--- START OF Task inputs ---

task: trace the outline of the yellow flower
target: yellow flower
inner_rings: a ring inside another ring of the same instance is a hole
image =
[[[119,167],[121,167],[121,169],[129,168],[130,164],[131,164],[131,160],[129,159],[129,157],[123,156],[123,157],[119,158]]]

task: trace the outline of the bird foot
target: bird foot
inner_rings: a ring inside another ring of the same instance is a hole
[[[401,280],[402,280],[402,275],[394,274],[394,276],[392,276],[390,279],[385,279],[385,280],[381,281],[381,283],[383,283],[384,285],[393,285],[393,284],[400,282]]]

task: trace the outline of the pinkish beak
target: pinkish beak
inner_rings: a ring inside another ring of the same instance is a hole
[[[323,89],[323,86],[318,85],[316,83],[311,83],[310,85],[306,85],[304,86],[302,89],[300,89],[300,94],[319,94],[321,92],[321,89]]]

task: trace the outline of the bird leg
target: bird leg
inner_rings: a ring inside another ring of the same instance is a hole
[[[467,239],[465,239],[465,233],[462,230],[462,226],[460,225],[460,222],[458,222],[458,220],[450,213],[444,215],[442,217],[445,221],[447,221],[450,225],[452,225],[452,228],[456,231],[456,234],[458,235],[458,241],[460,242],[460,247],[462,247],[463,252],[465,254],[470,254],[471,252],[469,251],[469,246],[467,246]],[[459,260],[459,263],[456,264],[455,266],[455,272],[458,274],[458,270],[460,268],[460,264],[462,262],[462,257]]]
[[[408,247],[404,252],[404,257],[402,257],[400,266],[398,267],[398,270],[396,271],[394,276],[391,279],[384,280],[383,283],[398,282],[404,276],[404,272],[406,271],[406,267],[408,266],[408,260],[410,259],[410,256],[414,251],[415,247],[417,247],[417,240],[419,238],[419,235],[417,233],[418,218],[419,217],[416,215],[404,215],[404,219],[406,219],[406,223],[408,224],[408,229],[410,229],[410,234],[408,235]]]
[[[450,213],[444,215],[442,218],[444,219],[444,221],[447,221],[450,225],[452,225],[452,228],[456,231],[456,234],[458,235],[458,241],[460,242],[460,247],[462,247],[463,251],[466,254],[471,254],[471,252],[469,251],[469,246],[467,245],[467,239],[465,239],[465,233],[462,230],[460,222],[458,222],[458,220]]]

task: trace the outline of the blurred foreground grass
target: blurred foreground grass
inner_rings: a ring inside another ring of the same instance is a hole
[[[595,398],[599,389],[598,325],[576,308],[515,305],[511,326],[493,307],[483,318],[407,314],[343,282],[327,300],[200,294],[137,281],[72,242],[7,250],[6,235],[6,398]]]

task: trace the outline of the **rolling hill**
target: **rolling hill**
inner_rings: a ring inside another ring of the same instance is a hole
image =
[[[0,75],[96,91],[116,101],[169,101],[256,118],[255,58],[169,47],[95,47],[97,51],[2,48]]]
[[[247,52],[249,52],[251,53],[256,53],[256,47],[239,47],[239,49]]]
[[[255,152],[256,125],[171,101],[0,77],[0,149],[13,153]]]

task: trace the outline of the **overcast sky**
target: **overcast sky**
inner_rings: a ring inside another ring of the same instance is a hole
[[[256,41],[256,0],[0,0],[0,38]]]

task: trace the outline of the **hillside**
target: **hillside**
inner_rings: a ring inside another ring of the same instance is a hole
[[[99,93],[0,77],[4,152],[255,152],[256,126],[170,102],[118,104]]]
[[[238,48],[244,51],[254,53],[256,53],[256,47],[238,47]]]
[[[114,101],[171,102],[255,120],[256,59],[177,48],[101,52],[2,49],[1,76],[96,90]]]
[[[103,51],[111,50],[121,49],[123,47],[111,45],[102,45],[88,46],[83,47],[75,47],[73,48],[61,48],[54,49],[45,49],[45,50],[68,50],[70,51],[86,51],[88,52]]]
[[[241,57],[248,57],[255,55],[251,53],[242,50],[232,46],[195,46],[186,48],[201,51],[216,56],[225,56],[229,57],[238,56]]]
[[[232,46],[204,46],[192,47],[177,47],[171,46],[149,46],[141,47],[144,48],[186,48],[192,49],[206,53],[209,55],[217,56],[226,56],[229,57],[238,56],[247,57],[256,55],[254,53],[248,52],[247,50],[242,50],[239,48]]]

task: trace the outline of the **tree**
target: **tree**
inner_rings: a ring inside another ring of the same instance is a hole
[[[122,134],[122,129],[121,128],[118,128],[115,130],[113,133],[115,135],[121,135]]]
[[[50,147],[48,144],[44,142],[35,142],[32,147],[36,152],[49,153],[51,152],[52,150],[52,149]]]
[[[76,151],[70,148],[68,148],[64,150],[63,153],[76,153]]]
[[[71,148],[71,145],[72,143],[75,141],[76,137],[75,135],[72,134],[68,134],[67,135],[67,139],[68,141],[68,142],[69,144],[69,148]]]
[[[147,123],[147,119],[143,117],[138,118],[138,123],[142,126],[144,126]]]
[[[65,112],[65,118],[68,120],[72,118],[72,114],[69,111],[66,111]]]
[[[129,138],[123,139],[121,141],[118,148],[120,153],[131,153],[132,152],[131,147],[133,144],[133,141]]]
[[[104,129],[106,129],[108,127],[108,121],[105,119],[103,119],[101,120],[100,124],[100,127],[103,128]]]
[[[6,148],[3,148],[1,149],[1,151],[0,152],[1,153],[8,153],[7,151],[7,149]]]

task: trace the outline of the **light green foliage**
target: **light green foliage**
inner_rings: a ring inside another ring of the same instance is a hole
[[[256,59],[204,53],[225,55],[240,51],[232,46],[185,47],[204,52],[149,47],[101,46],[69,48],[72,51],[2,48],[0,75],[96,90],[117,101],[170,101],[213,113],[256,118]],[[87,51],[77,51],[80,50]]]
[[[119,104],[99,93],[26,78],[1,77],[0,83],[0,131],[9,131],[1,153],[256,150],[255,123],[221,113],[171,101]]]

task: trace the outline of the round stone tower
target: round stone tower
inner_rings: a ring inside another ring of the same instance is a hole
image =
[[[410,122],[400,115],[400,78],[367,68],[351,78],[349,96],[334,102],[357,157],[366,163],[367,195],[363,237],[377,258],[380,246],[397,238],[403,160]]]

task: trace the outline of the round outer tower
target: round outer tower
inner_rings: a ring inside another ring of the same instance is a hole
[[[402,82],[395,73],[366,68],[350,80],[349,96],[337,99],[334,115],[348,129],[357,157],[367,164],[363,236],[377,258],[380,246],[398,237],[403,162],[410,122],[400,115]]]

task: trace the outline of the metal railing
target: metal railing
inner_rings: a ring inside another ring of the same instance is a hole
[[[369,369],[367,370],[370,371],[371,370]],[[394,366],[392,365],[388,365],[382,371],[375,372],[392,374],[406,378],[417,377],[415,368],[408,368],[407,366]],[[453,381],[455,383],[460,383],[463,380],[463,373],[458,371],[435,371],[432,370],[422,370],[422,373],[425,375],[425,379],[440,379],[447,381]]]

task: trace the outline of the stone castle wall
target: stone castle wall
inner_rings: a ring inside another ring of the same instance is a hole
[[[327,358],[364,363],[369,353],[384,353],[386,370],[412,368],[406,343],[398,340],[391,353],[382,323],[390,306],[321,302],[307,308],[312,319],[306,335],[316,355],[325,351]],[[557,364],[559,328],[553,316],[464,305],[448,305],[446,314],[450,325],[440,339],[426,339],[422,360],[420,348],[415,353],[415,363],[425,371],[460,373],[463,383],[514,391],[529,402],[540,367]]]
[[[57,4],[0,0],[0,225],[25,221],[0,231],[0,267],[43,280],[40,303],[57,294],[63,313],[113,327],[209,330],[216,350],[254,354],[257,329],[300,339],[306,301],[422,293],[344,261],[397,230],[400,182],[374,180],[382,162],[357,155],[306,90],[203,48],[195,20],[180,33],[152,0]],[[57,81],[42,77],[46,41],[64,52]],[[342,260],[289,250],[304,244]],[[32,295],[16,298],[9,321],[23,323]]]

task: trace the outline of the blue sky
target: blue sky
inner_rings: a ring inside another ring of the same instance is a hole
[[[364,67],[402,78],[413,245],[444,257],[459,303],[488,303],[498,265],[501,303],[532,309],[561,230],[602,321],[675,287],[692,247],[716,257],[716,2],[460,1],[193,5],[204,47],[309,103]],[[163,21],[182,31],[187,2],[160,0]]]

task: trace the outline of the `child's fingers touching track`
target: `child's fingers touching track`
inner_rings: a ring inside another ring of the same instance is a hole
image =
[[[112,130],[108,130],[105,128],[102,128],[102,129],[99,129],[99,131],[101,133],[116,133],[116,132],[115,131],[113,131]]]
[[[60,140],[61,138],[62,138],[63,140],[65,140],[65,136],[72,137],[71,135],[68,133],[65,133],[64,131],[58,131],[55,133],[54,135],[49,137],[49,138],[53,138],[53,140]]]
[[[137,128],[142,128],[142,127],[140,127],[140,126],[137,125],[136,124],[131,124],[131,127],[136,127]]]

--- END OF Task inputs ---

Your task:
Copy every line of the data above that contains the word "metal", matching its capitalization.

Solution to the problem:
task: trace the outline of the metal railing
target: metal railing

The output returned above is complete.